Outline records of named regions ->
════════════════

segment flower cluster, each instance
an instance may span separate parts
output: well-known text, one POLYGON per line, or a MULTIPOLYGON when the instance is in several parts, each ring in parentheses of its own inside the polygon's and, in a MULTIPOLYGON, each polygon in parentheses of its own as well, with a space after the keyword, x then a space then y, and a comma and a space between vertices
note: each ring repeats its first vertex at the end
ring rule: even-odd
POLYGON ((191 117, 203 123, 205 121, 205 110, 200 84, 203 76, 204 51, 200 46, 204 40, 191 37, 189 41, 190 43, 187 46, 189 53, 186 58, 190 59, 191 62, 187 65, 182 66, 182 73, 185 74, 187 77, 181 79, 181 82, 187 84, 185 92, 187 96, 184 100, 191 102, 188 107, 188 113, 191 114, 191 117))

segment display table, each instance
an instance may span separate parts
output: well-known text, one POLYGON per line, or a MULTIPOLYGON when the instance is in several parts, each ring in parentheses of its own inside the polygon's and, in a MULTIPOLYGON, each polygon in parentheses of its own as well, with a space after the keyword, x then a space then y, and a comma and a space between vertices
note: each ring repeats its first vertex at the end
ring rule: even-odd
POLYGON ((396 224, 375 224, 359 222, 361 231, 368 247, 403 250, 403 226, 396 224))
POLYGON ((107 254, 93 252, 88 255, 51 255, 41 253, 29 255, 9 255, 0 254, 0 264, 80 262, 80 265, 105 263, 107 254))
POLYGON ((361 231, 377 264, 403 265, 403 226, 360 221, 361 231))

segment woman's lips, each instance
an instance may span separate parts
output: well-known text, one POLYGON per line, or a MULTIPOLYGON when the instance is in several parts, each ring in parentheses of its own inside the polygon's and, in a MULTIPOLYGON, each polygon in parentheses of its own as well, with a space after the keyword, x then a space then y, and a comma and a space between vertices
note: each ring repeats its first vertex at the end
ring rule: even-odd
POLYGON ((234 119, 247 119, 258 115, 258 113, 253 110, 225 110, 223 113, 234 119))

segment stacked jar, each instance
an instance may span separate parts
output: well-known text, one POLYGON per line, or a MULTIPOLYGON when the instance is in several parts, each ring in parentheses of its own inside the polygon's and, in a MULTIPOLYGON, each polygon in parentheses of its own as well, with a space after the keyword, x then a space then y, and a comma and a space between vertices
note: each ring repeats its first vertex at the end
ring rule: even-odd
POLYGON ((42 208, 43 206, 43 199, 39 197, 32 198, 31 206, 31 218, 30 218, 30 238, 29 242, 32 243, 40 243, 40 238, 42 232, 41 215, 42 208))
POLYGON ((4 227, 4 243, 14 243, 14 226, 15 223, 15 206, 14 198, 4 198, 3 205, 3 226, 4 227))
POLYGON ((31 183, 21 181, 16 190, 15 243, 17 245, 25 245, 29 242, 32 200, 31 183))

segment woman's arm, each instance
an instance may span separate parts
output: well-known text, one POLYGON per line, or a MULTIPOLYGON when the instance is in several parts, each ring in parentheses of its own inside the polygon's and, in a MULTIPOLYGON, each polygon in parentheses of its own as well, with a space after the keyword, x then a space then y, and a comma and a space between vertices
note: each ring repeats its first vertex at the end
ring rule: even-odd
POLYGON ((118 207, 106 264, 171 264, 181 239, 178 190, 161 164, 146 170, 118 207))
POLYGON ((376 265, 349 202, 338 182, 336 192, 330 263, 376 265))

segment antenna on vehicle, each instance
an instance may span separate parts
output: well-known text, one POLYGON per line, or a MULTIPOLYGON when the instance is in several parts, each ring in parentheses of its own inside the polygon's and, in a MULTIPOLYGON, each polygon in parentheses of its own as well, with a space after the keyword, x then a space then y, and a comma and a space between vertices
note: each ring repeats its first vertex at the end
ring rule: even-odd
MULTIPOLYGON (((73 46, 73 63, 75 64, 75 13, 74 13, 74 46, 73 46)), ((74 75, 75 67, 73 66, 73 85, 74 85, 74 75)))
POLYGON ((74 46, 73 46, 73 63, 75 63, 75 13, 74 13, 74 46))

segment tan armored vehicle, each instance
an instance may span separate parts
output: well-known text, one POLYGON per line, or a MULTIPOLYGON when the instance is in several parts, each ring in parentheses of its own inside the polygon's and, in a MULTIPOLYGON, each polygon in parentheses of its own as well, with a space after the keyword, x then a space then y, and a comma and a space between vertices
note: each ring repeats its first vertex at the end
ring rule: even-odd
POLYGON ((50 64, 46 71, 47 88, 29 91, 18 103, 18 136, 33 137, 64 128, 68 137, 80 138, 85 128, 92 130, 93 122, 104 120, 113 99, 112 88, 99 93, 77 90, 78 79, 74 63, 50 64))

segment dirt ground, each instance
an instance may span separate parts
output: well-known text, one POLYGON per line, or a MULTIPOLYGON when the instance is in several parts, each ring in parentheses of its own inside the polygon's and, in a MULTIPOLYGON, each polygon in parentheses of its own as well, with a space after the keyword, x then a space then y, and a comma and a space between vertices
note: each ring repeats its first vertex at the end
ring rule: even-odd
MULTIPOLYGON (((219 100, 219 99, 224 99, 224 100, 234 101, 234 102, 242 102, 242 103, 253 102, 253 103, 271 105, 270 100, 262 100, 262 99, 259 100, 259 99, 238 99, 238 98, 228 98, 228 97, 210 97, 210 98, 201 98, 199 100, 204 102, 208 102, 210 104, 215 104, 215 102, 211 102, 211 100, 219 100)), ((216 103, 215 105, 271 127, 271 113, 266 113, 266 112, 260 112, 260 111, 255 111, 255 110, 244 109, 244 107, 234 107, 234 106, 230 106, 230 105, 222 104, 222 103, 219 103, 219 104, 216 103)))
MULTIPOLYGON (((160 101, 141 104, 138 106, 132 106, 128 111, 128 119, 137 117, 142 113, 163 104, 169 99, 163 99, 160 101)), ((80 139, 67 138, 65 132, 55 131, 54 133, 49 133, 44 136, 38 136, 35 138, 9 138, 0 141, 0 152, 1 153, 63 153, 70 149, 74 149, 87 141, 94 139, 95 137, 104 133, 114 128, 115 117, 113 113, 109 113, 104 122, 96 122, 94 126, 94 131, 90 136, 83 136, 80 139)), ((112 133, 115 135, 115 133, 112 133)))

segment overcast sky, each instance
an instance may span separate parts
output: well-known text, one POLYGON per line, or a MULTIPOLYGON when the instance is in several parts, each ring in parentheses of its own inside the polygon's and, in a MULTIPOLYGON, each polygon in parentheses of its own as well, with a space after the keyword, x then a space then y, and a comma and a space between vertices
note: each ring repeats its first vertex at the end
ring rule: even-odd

════════════════

Directions -> Copy out all of the records above, keeping every line identical to the original.

Full solution ->
segment flower cluster, each instance
an instance may span separate parts
output: well-known text, one POLYGON per line, or a MULTIPOLYGON when the instance is in several parts, each ring in parentheses of its own inside the polygon's and, in a MULTIPOLYGON, each polygon in parentheses of its own as well, with a space after the keyword, x then a space then y, and a comma and a space between vertices
note: each ring repeats its first vertex at the end
ring rule: even-odd
POLYGON ((191 117, 203 123, 205 121, 205 110, 200 84, 203 76, 204 51, 200 46, 204 40, 191 37, 189 41, 190 43, 187 46, 189 53, 186 58, 190 59, 191 62, 187 65, 182 66, 182 73, 185 74, 187 77, 181 79, 181 82, 187 84, 185 92, 187 96, 184 100, 191 102, 188 107, 188 113, 191 114, 191 117))

segment display table, each instance
an instance may span separate parts
output: well-known text, one POLYGON per line, or a MULTIPOLYGON when the instance is in several parts, each ring in parentheses of its own inside the polygon's and, in a MULTIPOLYGON, each polygon in parentheses of its own as well, with a space after the keyword, x then a space then y, and a comma and a space between vertices
note: each ring repeats its first vertex at the end
ring rule: even-odd
POLYGON ((396 224, 375 224, 359 222, 361 231, 368 247, 403 250, 403 226, 396 224))
POLYGON ((107 254, 93 252, 88 255, 51 255, 41 253, 29 255, 9 255, 0 254, 0 264, 80 262, 80 265, 105 263, 107 254))
POLYGON ((361 231, 377 264, 403 265, 403 226, 360 221, 361 231))

segment woman's lips, each instance
an instance may span separate parts
output: well-known text, one POLYGON per line, or a MULTIPOLYGON when the instance is in several parts, each ring in parentheses of its own inside the polygon's and, in a MULTIPOLYGON, each polygon in parentheses of its own as well, with a space after the keyword, x then a space then y, and a comma and a space between vertices
note: each ring repeats its first vertex at the end
ring rule: even-odd
POLYGON ((234 119, 247 119, 258 115, 258 113, 253 110, 225 110, 223 113, 234 119))

segment stacked jar, each instance
an instance may span separate parts
output: well-known text, one POLYGON per line, or a MULTIPOLYGON when the instance is in several parts, each ring in parentheses of its own inside the polygon's and, in a MULTIPOLYGON, each polygon in parentheses of its own as well, with a space after the keyword, x then a space then y, and a comma and a space between vertices
note: each ring repeats its first vertex at the end
ring rule: even-odd
POLYGON ((42 208, 43 206, 43 199, 39 197, 32 198, 31 206, 31 218, 30 218, 30 238, 29 242, 32 243, 40 243, 40 238, 42 232, 41 215, 42 208))
POLYGON ((4 227, 4 243, 14 243, 14 226, 15 223, 15 206, 14 198, 4 198, 3 205, 3 226, 4 227))
POLYGON ((31 183, 21 181, 16 190, 15 243, 17 245, 25 245, 29 242, 32 200, 31 183))

segment woman's arm, each instance
an instance may span separate parts
output: well-known text, one POLYGON per line, or a MULTIPOLYGON when the instance is in several parts, each ring in parentheses of its own inside the polygon's and, in a MULTIPOLYGON, each polygon in parentheses of its own as well, with a space after the keyword, x then a space then y, and a comma and a space between vertices
note: each ring repeats its first vertex at the end
ring rule: even-odd
POLYGON ((118 207, 106 264, 171 264, 181 239, 178 190, 161 164, 146 170, 118 207))
POLYGON ((376 265, 349 202, 338 182, 336 192, 330 263, 376 265))

segment antenna on vehicle, each instance
an instance may span separate parts
output: well-known text, one POLYGON per line, or a MULTIPOLYGON when the instance is in several parts, each ring in parentheses of its own inside the polygon's and, in a MULTIPOLYGON, each polygon in parentheses of its own as well, with a space after the keyword, x then a space then y, and a comma and a space between vertices
note: each ring repeats its first vertex at the end
ring rule: even-odd
MULTIPOLYGON (((73 46, 73 63, 75 64, 75 13, 74 13, 74 46, 73 46)), ((74 75, 75 67, 73 66, 73 85, 74 85, 74 75)))
POLYGON ((74 46, 73 46, 73 63, 75 63, 75 13, 74 13, 74 46))

segment tan armored vehicle, each instance
an instance may span separate parts
output: well-known text, one POLYGON per line, or a MULTIPOLYGON when the instance is in several parts, each ring in parentheses of its own inside the polygon's and, in a MULTIPOLYGON, each polygon in parentheses of its own as well, with a space after the keyword, x then a space then y, and a comma and a space between vertices
note: each ring repeats its first vertex at the end
ring rule: even-odd
POLYGON ((50 64, 46 71, 47 88, 29 91, 18 103, 18 136, 33 137, 64 128, 68 137, 80 138, 85 128, 92 130, 93 122, 104 120, 113 99, 112 88, 99 93, 77 90, 78 79, 74 63, 50 64))

segment dirt ground, each instance
an instance may span separate parts
output: well-known text, one POLYGON per line, or a MULTIPOLYGON when the instance is in several parts, each ring in parentheses of its own inside the polygon's and, in a MULTIPOLYGON, each polygon in parentheses of its own as well, with a space after the keyword, x then a space then y, and a comma and a space between vertices
note: each ring repeats its first vertex at the end
ring rule: even-odd
MULTIPOLYGON (((219 100, 219 99, 224 99, 224 100, 234 101, 234 102, 242 102, 242 103, 253 102, 253 103, 271 105, 270 100, 262 100, 262 99, 259 100, 259 99, 238 99, 238 98, 228 98, 228 97, 210 97, 210 98, 201 98, 199 100, 204 102, 208 102, 210 104, 215 104, 215 102, 211 102, 211 100, 219 100)), ((216 103, 215 105, 271 127, 271 113, 266 113, 266 112, 260 112, 260 111, 255 111, 255 110, 244 109, 244 107, 234 107, 234 106, 230 106, 230 105, 222 104, 222 103, 219 103, 219 104, 216 103)))
MULTIPOLYGON (((160 101, 141 104, 138 106, 132 106, 128 111, 128 119, 137 117, 142 113, 163 104, 169 99, 163 99, 160 101)), ((80 139, 67 138, 65 132, 55 131, 54 133, 49 133, 44 136, 38 136, 35 138, 9 138, 0 141, 0 152, 1 153, 63 153, 70 149, 74 149, 87 141, 94 139, 95 137, 104 133, 114 128, 115 117, 113 113, 109 113, 104 122, 96 122, 94 126, 94 131, 90 136, 83 136, 80 139)), ((112 133, 115 135, 115 133, 112 133)))

segment overcast sky, each instance
an instance may span separate parts
output: well-known text, one POLYGON per line, or a MULTIPOLYGON when the instance is in several parts, each ring in parentheses of its own inside the polygon's and, in a MULTIPOLYGON, each polygon in parentheses of its own as well, with a space after the keyword, x then a space then y, and a comma and a space between vertices
note: each ring repeats its first vertex at the end
ring rule: even-odd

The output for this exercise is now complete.